*Text:*
20 September 2018
As use of Hypothesis in education has grown in recent years, researchers have begun to study how collaborative annotation affects student learning in various ways. Bodong Chen at the University of Minnesota, for example, explores how social reading technology can be leveraged in the design of networked collaborative discourse among students, what he calls an “un-LMS approach”. Meanwhile, research by the University of Colorado Denver’s Remi Kalir looks at how professional learning communities leverage open web annotation, based in part on the viral virtual reading group "Marginal Syllabus". Their research and that of others was featured in a presentation at I Annotate 2018 this past spring. Learn about a new intercollegiate annotation research project in our guest post by Mary Traester, lecturer at USC and primary investigator for “Digital Annotation Tools in the College Classroom: An Analysis of the Impact of Hypothesis on Student Reading and Writing Competency.”
Researchers from seven institutions of higher learning will begin enrolling students this fall in a new research project, “Digital Annotation Tools in the College Classroom: An Analysis of the Impact of Hypothesis on Student Reading and Writing Competency.” The study will draw student participants from across the United States, and from university and community college populations, to understand how recording and sharing annotations online with peers and instructors impacts student reading comprehension and writing outcomes. Research into the role and impact of digital annotation tools in the classroom is relatively new; to our knowledge this is the first systematic study of their impact on college reading.

*Given information:*
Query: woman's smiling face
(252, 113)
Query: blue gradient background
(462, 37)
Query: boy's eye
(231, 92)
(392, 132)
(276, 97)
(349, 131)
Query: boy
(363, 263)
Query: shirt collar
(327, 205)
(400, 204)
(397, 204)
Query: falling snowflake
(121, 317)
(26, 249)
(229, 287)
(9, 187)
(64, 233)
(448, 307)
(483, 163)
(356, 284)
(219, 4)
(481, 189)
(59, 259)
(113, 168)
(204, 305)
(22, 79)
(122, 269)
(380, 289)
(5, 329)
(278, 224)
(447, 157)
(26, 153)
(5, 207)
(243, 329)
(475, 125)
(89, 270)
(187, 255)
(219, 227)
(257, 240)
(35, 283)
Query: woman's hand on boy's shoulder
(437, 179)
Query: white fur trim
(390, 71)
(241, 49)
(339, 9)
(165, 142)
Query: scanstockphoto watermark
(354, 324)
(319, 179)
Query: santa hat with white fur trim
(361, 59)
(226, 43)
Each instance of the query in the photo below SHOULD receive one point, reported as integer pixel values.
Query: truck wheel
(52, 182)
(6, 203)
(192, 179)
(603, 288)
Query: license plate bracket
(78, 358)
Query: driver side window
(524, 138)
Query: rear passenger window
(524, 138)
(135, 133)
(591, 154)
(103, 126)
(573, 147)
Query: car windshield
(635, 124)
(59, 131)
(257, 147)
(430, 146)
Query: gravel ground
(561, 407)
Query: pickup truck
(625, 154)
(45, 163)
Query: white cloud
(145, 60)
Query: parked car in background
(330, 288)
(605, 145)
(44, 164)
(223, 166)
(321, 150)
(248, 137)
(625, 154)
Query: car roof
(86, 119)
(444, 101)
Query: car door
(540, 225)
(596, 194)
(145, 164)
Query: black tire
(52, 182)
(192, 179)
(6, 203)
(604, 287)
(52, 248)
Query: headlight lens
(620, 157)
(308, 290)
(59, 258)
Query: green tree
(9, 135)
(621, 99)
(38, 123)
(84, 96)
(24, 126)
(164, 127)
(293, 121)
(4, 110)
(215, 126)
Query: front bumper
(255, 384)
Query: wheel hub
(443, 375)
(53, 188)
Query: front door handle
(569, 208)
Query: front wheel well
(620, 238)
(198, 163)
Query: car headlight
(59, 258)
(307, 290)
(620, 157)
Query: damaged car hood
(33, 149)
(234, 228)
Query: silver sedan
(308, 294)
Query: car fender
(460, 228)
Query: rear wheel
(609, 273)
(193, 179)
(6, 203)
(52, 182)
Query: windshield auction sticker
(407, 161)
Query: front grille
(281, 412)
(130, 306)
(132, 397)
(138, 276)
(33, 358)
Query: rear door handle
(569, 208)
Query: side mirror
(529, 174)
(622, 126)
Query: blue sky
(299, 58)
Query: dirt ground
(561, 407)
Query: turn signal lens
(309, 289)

*About this exercise:* Carry on the post about the Hypothesis annotation research project, starting after its last sentence.

*Expected answer:*
The knowledge that will be gained by this study is intended to better understand the role that reading plays in effective college writing to improve reading instruction and outcomes at the college level, and the researchers aim to disseminate these in research journals, as well as at academic conferences.
About Hypothesis
Hypothesis is a US 501(c)3 nonprofit organization dedicated to the development and spread of open, standards-based annotation technologies and practices that enable anyone to annotate anywhere, helping humans reason more effectively together through a shared, collaborative discussion layer over all knowledge. Hypothesis is based in San Francisco, CA with a worldwide team.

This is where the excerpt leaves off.